Exercise directions =>
Please extend the discussion of GitHub issue types and requirements below, starting after its last sentence and not drawing on the items that follow it.

Source extract =>
Closed ersoykadir closed 1 year ago
I looked at the repos of some of the projects on github like apache/maven, apache/tomcat or eclipse/sumo, keras, godot etc.
First impressions:
Issues types
"There are people who test and use the software, and submit bug reports (issues). Fixing them becomes the requirement for the project of, well, fixing them. Sometimes a change is done to address multiple bugs, in essence collecting those issues as requirements for a single project."
A comment on this discussion seemed very helpful to me.
The issues, in the issue tracker - be them bug reports or proposals for new features - are requests for change. They bring new requirements (or remind of old ones in the case of regressions). To implement those changes, we do projects (with design, and testings, programming, etc).
Each one of those projects has requirements.
- Bug Reports.
- There are people who test and use the software, and submit bug reports (issues). Fixing them becomes the requirement for the project of, well, fixing them. Sometimes a change is done to address multiple bugs, in essence collecting those issues as requirements for a single project.

Record list =>
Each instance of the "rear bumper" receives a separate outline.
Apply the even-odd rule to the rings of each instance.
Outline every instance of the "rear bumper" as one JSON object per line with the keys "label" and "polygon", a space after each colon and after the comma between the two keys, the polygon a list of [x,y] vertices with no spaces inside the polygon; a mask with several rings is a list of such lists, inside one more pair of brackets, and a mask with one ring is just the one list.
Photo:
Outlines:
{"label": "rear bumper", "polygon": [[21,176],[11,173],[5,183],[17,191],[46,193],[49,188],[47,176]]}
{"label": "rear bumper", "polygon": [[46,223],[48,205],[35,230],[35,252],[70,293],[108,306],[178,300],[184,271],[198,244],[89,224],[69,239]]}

Answer to this problem =>
- Road-maps.
- It is common that a lead programmer will have a road-map of features to add. The core developers will work towards the what is laid out in road-map. Thus, the road-map are requirements.
- Proposals
- You will also find the issue system co-opted for feature requests. In fact, the practice of writing proposals for change as issues is becoming widespread. These proposals are usually more detailed than a road-map. You can consider them RFC documents.
- Pull requests.
- Milestones.
- Furthermore, you will find milestones. Usually corresponding to major releases. For a milestone a set of issues (bugs to fix, or features to add) is selected. You may consider all those as requirements for the next release.
- Tests.
- For some folks following TDD, the tests are the requirements. Even for those of us who don't follow TDD, having the code pass all tests is often a requirement for a new release. Thus, those are requirements expressed in the very formal language of actually executable code.
We had discussed some tools that might be helpful to us on nlp and info retrieval techniques . I have taken a look at them.
WordNet, looked more like a dictionary.
NLTK, has a python library option. Looks like there is a lot of tools for nlp, can be looked if needed. Couldn't find anything when directly searched for semantic similarity.
WikiData,
Spacy
Has various features. Allows training on custom data?
Word vectors and similarities:
Similarity is determined by comparing word vectors or “word embeddings”, multi-dimensional meaning representations of a word.
Problem is to compare sentences spacy takes average of the token vectors. means that the vector of multiple tokens is insensitive to the order of the words.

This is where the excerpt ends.